What this task involves:
Each line from the one containing "Wildlife-tally tagging: find every instance of the smiling" through the last line of the records below is to be set down exactly; the rest stays out.

Recorded data
[Start of Attachment]
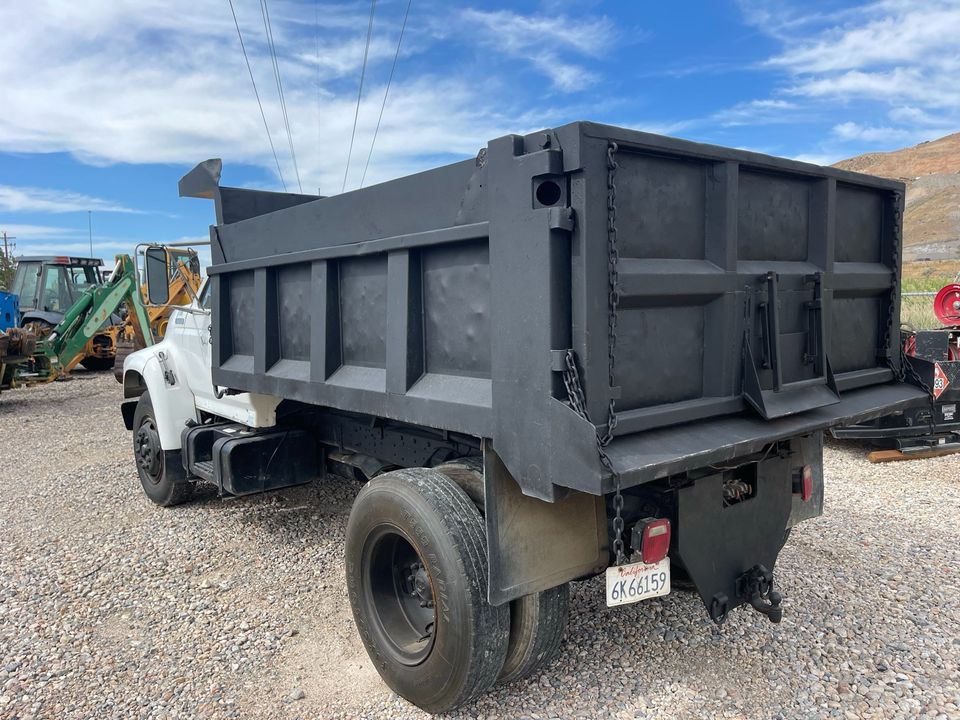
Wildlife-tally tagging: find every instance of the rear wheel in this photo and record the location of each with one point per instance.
(161, 472)
(416, 557)
(537, 624)
(96, 364)
(537, 621)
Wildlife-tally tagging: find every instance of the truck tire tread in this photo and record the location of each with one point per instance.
(484, 634)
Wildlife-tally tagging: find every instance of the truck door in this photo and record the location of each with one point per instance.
(190, 332)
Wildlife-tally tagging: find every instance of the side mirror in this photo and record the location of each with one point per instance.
(158, 280)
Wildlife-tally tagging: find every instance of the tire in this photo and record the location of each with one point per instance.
(468, 474)
(95, 364)
(537, 624)
(537, 621)
(161, 472)
(413, 538)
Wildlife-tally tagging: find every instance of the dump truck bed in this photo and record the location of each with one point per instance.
(715, 299)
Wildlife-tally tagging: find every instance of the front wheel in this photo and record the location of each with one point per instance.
(416, 557)
(161, 473)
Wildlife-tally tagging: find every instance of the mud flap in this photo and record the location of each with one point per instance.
(729, 550)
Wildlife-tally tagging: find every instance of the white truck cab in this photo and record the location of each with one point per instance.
(168, 386)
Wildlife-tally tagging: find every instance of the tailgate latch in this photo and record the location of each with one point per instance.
(756, 587)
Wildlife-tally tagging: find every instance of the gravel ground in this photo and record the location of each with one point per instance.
(113, 608)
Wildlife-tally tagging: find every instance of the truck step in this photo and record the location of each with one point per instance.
(203, 469)
(878, 456)
(241, 460)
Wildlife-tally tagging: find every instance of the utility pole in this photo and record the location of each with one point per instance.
(6, 246)
(6, 262)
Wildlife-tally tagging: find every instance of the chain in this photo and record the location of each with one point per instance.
(900, 373)
(571, 374)
(906, 370)
(613, 283)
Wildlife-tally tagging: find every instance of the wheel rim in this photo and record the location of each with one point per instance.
(146, 449)
(399, 593)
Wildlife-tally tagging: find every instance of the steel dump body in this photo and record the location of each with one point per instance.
(757, 300)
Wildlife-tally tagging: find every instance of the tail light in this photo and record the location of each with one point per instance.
(803, 486)
(654, 539)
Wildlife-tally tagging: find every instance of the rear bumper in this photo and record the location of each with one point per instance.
(658, 453)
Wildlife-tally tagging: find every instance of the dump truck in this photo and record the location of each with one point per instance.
(588, 351)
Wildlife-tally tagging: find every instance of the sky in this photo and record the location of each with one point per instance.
(107, 103)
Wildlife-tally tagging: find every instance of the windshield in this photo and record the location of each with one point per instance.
(25, 283)
(62, 285)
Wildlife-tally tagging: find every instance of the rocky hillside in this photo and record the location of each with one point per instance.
(931, 171)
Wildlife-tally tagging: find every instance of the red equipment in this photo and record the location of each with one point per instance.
(946, 305)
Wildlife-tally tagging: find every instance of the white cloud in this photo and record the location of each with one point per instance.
(25, 233)
(885, 33)
(889, 66)
(894, 51)
(539, 39)
(871, 133)
(45, 200)
(164, 81)
(756, 112)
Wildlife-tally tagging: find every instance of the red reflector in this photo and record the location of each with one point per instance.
(656, 541)
(806, 483)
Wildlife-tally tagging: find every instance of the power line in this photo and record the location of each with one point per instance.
(356, 114)
(383, 105)
(316, 23)
(257, 95)
(268, 29)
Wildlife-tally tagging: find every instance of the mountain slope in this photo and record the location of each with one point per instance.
(931, 171)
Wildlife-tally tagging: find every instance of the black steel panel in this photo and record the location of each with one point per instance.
(661, 352)
(662, 207)
(855, 332)
(859, 224)
(456, 309)
(774, 216)
(293, 291)
(363, 311)
(242, 305)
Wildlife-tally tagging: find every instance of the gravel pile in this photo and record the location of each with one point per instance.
(113, 608)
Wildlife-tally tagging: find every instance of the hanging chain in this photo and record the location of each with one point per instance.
(906, 370)
(886, 349)
(571, 374)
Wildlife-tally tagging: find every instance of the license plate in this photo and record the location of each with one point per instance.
(631, 583)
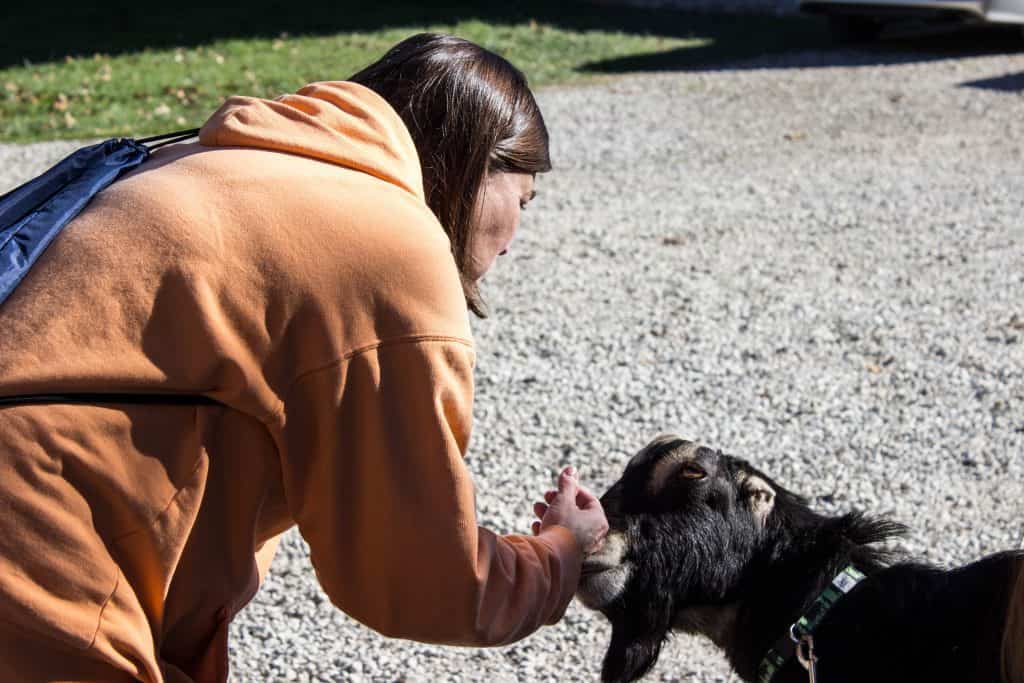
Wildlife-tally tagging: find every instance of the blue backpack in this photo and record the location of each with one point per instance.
(33, 214)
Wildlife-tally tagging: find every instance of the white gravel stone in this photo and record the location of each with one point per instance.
(814, 260)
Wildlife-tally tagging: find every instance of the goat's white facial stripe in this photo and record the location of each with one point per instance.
(664, 469)
(760, 495)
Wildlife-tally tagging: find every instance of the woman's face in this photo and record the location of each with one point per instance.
(502, 198)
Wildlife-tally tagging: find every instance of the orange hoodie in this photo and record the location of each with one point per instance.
(288, 266)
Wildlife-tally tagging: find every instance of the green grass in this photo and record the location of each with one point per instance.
(72, 70)
(162, 89)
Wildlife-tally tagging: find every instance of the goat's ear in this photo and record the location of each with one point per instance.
(759, 496)
(630, 654)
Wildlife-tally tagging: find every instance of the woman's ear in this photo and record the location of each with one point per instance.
(631, 654)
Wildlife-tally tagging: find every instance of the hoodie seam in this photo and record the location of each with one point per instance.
(383, 343)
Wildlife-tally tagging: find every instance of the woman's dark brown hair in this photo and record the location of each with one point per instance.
(469, 112)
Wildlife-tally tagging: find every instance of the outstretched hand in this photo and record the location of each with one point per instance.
(576, 508)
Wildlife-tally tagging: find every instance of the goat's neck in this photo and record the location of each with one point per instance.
(748, 628)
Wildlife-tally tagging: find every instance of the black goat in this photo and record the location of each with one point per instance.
(704, 543)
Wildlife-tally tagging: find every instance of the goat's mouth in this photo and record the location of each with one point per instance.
(604, 572)
(593, 568)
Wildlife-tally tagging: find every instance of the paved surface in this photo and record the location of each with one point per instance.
(814, 260)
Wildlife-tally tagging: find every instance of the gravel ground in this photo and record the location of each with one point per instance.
(813, 260)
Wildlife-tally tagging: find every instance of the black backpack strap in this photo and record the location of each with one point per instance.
(168, 138)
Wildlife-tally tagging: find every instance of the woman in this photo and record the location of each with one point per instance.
(307, 264)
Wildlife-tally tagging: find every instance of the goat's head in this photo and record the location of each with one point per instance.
(685, 523)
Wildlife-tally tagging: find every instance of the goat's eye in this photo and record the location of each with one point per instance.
(692, 471)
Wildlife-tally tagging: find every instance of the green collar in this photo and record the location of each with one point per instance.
(786, 646)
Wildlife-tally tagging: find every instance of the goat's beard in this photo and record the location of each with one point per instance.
(663, 581)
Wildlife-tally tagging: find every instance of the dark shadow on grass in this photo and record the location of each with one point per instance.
(785, 42)
(48, 31)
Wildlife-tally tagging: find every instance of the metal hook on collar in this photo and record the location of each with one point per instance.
(805, 653)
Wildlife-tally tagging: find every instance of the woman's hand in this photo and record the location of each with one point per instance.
(573, 507)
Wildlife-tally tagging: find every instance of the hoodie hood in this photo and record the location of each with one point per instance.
(338, 122)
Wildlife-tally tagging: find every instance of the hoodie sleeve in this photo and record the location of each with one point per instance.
(375, 478)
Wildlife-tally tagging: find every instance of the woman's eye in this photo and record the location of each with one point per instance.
(689, 471)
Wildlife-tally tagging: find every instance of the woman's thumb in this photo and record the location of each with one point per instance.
(567, 484)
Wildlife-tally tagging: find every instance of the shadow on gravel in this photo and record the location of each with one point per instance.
(1008, 83)
(760, 42)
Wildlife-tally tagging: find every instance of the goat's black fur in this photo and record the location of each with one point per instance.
(701, 560)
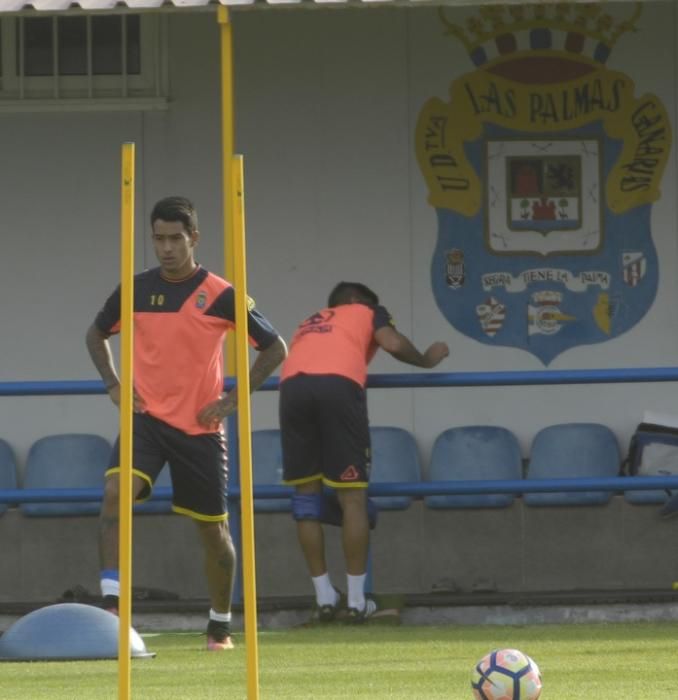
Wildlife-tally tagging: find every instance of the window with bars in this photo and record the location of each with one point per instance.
(82, 57)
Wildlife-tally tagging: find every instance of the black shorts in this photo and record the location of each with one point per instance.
(197, 463)
(324, 430)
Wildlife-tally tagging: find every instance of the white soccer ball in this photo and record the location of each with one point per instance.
(506, 674)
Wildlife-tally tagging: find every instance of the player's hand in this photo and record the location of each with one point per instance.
(138, 404)
(436, 353)
(214, 413)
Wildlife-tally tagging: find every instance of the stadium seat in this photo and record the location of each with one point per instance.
(395, 458)
(471, 453)
(65, 461)
(8, 471)
(267, 469)
(570, 451)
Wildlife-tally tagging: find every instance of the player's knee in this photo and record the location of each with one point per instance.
(111, 490)
(307, 506)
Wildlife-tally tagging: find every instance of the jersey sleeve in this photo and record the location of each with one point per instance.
(108, 319)
(260, 331)
(381, 318)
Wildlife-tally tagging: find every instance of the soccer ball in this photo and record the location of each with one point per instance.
(506, 674)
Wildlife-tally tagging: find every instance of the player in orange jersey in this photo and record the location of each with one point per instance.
(325, 431)
(181, 315)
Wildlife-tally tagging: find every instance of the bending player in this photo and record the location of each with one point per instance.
(325, 431)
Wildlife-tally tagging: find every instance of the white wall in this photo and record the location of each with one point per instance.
(327, 101)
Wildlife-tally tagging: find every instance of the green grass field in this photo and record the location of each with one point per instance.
(578, 662)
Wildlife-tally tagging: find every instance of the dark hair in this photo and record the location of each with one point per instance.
(176, 209)
(347, 292)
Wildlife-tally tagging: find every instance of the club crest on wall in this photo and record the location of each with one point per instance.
(543, 167)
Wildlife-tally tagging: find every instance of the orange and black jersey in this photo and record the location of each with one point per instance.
(179, 329)
(337, 340)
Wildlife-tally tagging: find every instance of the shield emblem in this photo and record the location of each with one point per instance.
(538, 171)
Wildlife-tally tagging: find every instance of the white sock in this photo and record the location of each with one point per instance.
(324, 590)
(356, 591)
(220, 617)
(110, 583)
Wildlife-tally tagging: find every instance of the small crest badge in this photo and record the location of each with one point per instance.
(635, 266)
(454, 268)
(544, 315)
(491, 315)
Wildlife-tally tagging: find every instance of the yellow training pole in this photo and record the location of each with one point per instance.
(126, 407)
(227, 131)
(245, 430)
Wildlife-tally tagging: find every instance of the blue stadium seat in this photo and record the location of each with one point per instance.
(395, 458)
(471, 453)
(154, 507)
(570, 451)
(70, 460)
(8, 470)
(267, 469)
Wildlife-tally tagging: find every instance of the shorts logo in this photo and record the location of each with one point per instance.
(350, 474)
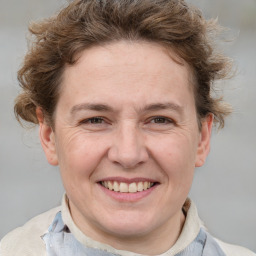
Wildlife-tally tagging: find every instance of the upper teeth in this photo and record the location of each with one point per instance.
(126, 187)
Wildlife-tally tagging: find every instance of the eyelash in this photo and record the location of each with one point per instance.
(97, 120)
(91, 120)
(164, 119)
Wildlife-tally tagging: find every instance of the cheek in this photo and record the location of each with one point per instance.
(176, 157)
(78, 155)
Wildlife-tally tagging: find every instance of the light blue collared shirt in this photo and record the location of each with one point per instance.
(60, 241)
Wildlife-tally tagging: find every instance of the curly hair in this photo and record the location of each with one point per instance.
(57, 42)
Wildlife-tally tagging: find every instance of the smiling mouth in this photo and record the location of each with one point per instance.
(123, 187)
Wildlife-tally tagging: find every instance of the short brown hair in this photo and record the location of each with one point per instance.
(57, 41)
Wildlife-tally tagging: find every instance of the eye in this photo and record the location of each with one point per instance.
(93, 121)
(161, 120)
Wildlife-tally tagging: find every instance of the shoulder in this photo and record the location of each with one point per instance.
(26, 240)
(234, 250)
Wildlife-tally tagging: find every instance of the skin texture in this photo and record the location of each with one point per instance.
(145, 128)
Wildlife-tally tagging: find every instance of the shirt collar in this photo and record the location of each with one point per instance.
(189, 231)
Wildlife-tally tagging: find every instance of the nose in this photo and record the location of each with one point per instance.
(128, 147)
[End of Attachment]
Solution:
Wildlife-tally tagging: find every instance of the smiling mouth in this photo and record the location of each with one point per instance.
(123, 187)
Wildlife-tally tagging: find every instance of the short brown hair in this photo and record the location of each with one point per instance.
(57, 41)
Wildlife-tally tagging: find every instance of the eye in this photo and record the location of each with one point per instance.
(93, 121)
(161, 120)
Wildlife-tally tagging: find every instance of the shoulder in this photo and record the location of each with one point per instance.
(26, 240)
(234, 250)
Wildlife-tally tagging: find every instance of the skin texture in this photo and record the location of each with one point per instance.
(145, 128)
Wildlife-tally tagging: find every instance of the shirt collar in this photo and record the location of each with one point per instance.
(189, 231)
Wildlife-tally tagging: find every instance of the nose in this photo and record the location of each with one point per instance.
(128, 147)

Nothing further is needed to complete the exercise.